# Extrait du texte

Je tiens à répéter, pour qu'on le note dans le compte rendu, que le VIH n'est pas la seule maladie qui est criminalisée. Je veux simplement continuer à le faire noter dans le compte rendu. Des personnes ont été poursuivies pour avoir transmis la syphilis et l'hépatite C ou pour avoir eu un comportement irresponsable qui aurait pu entraîner la transmission de ces maladies. Le VIH a tout simplement fait l'objet d'un nombre disproportionné de poursuites, et c'est ce qui en est clairement ressorti. Encore une fois, je partage les préoccupations de tous à propos des règles liées aux agressions sexuelles et au VIH ainsi que de la criminalisation excessive.
Je tiens à remercier tous les témoins. Comme M. Boissonnault l'a souligné, il s'agit du premier groupe de témoins que nous avons reçu dans lequel tout le monde vient de l'Ouest du Canada. Nous remercions les participants de ce coin du pays de leur participation à nos délibérations.
Je tiens à dire aux membres du comité qu'ils ont reçu deux documents hier. L'un est le calendrier des réunions pour le reste de l'année, c'est-à-dire jusqu'en juin. Si vous avez des questions concernant ce document, veuillez en faire part au greffier et à moi-même, aujourd'hui ou demain, soit avant la réunion de jeudi.
Merci, monsieur le président.
J'aimerais soulever un point qui a été abordé au comité de la procédure. Nos députés ont présenté une demande, qui a été appuyée par le NPD, pour faire comparaître le commissaire aux élections fédérales. Les députés libéraux membres de ce comité se sont opposés à cette comparution simplement parce que, dans le budget des dépenses, ce point figure sous la rubrique du directeur des poursuites pénales et que, en conséquence, il relève du comité de la justice.
Ainsi, pour cette raison, je demande que nous prévoyions du temps pour entendre le témoignage du commissaire aux élections fédérales en raison de la position du parti libéral.

[Enregistrements extraits]
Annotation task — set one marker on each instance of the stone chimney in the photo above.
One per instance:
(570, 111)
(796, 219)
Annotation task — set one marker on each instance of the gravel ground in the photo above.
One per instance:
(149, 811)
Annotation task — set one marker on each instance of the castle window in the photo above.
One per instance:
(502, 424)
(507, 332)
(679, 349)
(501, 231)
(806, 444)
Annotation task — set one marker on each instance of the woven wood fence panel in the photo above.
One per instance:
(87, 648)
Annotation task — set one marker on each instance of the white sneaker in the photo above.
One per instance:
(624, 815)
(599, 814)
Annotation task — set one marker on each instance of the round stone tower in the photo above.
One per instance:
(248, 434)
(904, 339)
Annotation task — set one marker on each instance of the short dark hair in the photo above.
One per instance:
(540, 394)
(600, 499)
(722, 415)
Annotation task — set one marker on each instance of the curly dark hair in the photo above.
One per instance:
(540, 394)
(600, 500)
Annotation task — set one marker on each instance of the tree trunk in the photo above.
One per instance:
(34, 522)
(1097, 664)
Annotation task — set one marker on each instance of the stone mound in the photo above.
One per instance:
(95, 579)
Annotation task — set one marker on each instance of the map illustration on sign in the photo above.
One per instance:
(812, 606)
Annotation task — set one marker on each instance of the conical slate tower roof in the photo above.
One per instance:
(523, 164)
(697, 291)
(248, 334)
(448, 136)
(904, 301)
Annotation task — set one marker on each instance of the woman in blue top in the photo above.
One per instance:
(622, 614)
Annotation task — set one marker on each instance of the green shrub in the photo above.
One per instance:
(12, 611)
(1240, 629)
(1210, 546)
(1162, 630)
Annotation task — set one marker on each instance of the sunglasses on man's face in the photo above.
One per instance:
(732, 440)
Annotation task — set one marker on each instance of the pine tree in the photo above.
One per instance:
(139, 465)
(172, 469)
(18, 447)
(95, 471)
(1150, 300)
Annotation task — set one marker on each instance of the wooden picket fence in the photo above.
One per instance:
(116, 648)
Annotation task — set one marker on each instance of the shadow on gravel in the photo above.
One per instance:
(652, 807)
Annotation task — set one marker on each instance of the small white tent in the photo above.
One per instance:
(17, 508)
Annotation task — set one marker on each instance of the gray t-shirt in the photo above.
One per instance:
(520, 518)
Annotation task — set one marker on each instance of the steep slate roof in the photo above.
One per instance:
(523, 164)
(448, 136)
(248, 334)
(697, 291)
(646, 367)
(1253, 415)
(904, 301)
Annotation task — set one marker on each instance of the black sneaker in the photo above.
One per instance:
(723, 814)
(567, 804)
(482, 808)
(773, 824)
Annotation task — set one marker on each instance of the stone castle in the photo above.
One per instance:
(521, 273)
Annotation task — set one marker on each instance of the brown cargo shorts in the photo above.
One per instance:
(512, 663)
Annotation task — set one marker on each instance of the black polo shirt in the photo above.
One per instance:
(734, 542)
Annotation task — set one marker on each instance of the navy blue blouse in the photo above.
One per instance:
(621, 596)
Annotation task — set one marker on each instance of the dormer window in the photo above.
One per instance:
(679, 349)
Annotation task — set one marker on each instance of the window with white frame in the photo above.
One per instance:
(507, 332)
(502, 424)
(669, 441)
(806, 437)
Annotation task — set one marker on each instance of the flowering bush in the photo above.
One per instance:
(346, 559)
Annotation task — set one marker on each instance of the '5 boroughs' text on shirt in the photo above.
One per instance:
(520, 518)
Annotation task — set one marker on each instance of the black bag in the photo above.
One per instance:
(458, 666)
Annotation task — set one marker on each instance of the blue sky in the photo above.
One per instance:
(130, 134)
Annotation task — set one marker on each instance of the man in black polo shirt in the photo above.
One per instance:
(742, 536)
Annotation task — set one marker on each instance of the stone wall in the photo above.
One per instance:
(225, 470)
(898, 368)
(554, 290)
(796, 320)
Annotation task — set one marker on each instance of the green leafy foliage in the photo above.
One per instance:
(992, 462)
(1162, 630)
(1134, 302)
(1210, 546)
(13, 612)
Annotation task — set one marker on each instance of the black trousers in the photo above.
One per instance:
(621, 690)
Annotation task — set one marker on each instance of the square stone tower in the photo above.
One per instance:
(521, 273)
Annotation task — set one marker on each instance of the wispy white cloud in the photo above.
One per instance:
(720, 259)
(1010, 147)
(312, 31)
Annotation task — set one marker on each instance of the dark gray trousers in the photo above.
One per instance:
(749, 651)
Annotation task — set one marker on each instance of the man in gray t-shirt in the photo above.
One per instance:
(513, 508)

---

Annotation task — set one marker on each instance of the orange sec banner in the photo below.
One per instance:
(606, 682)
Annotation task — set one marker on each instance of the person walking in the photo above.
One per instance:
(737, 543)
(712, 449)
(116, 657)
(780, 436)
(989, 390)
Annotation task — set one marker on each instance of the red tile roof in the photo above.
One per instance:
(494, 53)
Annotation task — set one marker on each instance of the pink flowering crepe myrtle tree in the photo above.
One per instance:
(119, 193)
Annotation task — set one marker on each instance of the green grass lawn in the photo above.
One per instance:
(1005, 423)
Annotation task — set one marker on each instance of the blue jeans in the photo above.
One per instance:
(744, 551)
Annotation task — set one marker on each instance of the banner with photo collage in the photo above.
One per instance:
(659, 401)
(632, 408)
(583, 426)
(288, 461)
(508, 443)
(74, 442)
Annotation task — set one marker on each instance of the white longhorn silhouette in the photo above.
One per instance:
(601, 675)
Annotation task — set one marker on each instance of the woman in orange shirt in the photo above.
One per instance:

# Consigne
Veuillez recopier l'extrait sur la criminalisation du VIH en commençant par « Je tiens à répéter, pour » et en continuant jusqu'à « la criminalisation excessive. », mais en substituant « procès-verbal » à « compte rendu ».

# Votre réponse
Je tiens à répéter, pour qu'on le note dans le procès-verbal, que le VIH n'est pas la seule maladie qui est criminalisée. Je veux simplement continuer à le faire noter dans le procès-verbal. Des personnes ont été poursuivies pour avoir transmis la syphilis et l'hépatite C ou pour avoir eu un comportement irresponsable qui aurait pu entraîner la transmission de ces maladies. Le VIH a tout simplement fait l'objet d'un nombre disproportionné de poursuites, et c'est ce qui en est clairement ressorti. Encore une fois, je partage les préoccupations de tous à propos des règles liées aux agressions sexuelles et au VIH ainsi que de la criminalisation excessive.